COMPLETE THE FOLLOWING:
#1 Duplicate everything in the article on Provo homelessness from "Hogue is a part" down to "in homeless services.".
#2 Translate this sentence from the article on Provo homelessness into Spanish: "With no homeless shelter in the Provo area and city zoning rules prohibiting one, there are few options for the unsheltered."
#3 According to the article on Provo homelessness, which counties does the Mountainland Continuum of Care cover?

EXTRACTED TEXT:
3 unsheltered people have died on Provo streets this winter. Could a shelter prevent deaths?
PROVO, Utah — Heather Hogue has difficulty sleeping at night, especially when temperatures begin to near 20 degrees.
Hogue is a part of the Mountainland Continuum of Care, a coalition of organizations in Wasatch, Summit and Utah counties focused on addressing homelessness. As a continuum, the group works to coordinate their efforts and pool resources to better understand the gaps in homeless services.
Each year as winter arrives, Hogue awaits the inevitable. The frigid weather and freezing temperatures pose an increased risk to people who are experiencing homelessness with the possibility of developing fatal cases of hypothermia or frostbite.
With no homeless shelter in the Provo area and city zoning rules prohibiting one, there are few options for the unsheltered.
“We utilize hotels and motels for short, short-term emergency shelter. We ramp that up during the winter time,” explained Hogue, Continuum of Care project coordinator with United Way of Utah County.

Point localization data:
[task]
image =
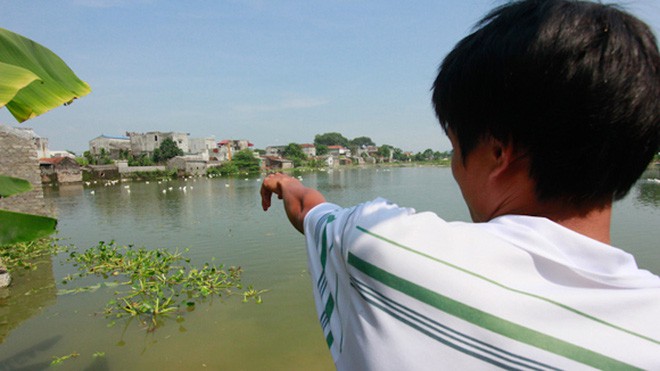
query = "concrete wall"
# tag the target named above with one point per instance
(147, 142)
(113, 146)
(19, 159)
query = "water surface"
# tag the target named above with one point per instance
(221, 220)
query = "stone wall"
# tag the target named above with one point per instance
(19, 159)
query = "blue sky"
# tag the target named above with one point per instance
(273, 72)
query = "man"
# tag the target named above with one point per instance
(552, 109)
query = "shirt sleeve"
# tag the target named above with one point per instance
(329, 231)
(327, 267)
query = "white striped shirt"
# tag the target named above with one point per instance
(399, 290)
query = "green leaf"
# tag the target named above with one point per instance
(13, 80)
(19, 227)
(10, 186)
(52, 83)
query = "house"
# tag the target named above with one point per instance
(227, 147)
(202, 147)
(112, 145)
(309, 149)
(371, 151)
(103, 171)
(339, 151)
(145, 143)
(275, 151)
(188, 165)
(60, 170)
(274, 162)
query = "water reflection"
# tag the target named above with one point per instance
(30, 292)
(23, 360)
(648, 192)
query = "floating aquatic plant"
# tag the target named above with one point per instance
(153, 283)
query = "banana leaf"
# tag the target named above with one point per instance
(33, 79)
(19, 227)
(10, 186)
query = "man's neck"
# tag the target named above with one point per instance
(594, 224)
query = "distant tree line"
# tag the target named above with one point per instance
(167, 150)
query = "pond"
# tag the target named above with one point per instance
(220, 220)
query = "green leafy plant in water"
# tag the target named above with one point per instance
(24, 255)
(59, 360)
(158, 282)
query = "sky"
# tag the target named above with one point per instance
(272, 72)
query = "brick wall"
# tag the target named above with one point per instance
(18, 158)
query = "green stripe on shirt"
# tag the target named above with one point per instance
(486, 320)
(564, 306)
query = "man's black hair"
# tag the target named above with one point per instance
(573, 85)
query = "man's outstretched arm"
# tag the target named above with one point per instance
(298, 199)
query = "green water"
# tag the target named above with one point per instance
(221, 219)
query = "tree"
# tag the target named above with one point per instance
(244, 160)
(384, 151)
(331, 139)
(33, 80)
(321, 149)
(294, 152)
(167, 150)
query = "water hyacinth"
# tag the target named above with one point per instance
(157, 282)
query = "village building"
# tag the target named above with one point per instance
(188, 165)
(113, 146)
(308, 149)
(275, 151)
(146, 143)
(227, 147)
(338, 151)
(60, 170)
(19, 159)
(202, 147)
(276, 163)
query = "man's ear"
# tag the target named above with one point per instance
(503, 157)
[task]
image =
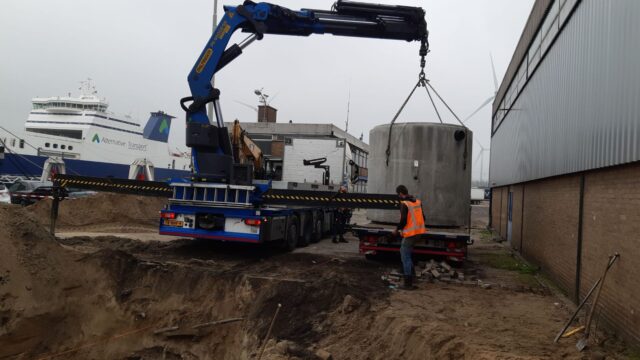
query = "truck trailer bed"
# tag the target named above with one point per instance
(450, 243)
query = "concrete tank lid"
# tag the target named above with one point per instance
(422, 124)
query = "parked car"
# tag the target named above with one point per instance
(27, 192)
(5, 198)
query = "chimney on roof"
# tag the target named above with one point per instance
(267, 113)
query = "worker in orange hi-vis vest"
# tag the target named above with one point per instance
(411, 226)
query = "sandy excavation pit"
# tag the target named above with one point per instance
(114, 298)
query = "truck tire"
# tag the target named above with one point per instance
(317, 231)
(291, 240)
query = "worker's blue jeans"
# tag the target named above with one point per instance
(406, 248)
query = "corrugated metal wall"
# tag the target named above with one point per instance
(580, 110)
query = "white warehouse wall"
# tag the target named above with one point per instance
(307, 149)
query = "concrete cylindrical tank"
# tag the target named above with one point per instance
(432, 160)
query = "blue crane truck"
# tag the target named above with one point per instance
(221, 200)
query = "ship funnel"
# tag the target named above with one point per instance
(158, 127)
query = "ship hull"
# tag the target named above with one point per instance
(31, 166)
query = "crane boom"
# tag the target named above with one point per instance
(212, 154)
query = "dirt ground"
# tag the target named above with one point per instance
(118, 297)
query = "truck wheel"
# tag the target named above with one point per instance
(291, 241)
(317, 231)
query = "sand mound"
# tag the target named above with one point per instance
(103, 210)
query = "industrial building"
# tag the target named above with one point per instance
(565, 152)
(286, 145)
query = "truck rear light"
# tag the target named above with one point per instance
(253, 222)
(167, 215)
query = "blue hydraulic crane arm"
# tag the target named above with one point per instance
(211, 150)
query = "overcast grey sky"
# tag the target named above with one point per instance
(140, 52)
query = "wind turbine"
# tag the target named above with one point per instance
(485, 103)
(481, 157)
(246, 105)
(490, 99)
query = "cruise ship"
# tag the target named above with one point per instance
(81, 137)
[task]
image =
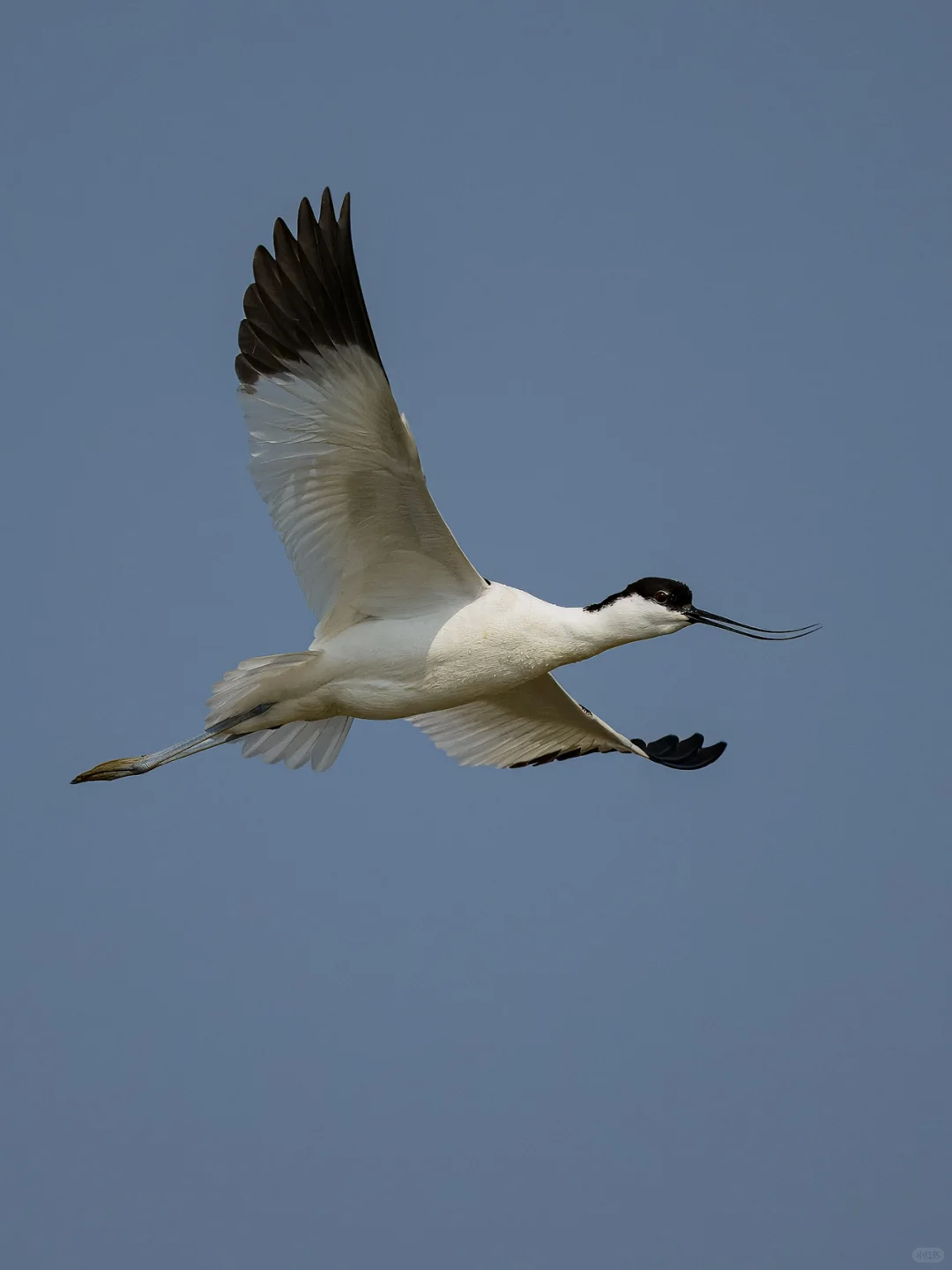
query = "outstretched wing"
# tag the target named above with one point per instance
(539, 723)
(331, 455)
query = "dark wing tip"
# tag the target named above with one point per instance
(306, 297)
(684, 756)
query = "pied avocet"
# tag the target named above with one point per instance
(407, 628)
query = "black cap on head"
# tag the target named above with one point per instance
(660, 591)
(663, 591)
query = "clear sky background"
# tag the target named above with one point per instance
(664, 288)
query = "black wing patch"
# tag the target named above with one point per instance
(684, 756)
(305, 297)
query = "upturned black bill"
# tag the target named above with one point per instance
(727, 624)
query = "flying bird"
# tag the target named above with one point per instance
(406, 626)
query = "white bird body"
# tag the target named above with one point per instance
(407, 629)
(395, 669)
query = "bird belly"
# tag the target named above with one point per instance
(392, 669)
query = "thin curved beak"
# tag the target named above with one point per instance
(727, 624)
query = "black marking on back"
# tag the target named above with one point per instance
(305, 297)
(678, 594)
(683, 756)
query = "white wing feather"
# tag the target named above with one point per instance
(338, 467)
(331, 455)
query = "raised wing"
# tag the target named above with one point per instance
(539, 723)
(331, 456)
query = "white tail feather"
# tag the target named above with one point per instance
(297, 743)
(256, 681)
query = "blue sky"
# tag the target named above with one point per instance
(663, 290)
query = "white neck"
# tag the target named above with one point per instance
(621, 623)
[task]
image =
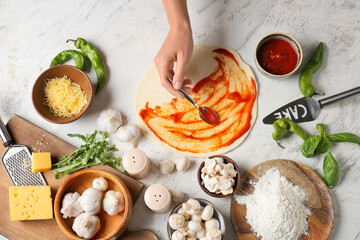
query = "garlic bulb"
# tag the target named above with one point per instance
(113, 202)
(90, 200)
(128, 133)
(86, 225)
(214, 234)
(207, 213)
(212, 224)
(109, 120)
(192, 206)
(176, 221)
(200, 234)
(177, 196)
(179, 235)
(100, 183)
(70, 205)
(182, 163)
(194, 225)
(166, 166)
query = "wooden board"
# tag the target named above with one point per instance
(139, 235)
(26, 133)
(319, 199)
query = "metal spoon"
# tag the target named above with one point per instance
(206, 114)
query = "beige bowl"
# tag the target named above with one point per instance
(76, 75)
(203, 202)
(288, 39)
(111, 226)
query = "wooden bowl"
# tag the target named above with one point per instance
(111, 226)
(321, 220)
(76, 75)
(203, 202)
(226, 160)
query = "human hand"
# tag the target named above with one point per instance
(177, 47)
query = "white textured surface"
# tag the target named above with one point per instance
(129, 34)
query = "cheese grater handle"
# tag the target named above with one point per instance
(4, 135)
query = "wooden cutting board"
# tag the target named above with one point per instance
(37, 139)
(319, 199)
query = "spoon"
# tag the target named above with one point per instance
(205, 113)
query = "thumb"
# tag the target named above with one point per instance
(179, 74)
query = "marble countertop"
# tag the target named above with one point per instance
(129, 33)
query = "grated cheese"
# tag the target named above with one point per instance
(64, 97)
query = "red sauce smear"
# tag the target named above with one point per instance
(177, 123)
(209, 116)
(277, 56)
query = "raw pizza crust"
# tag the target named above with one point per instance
(201, 65)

RESULTS BY TASK:
#1
Hogue is a part of the Mountainland Continuum of Care, a coalition of organizations in Wasatch, Summit and Utah counties focused on addressing homelessness. As a continuum, the group works to coordinate their efforts and pool resources to better understand the gaps in homeless services.

#2 Al no haber ningún refugio para personas sin hogar en el área de Provo y con normas municipales de zonificación que lo prohíben, hay pocas opciones para quienes viven a la intemperie.

#3 Wasatch, Summit and Utah counties.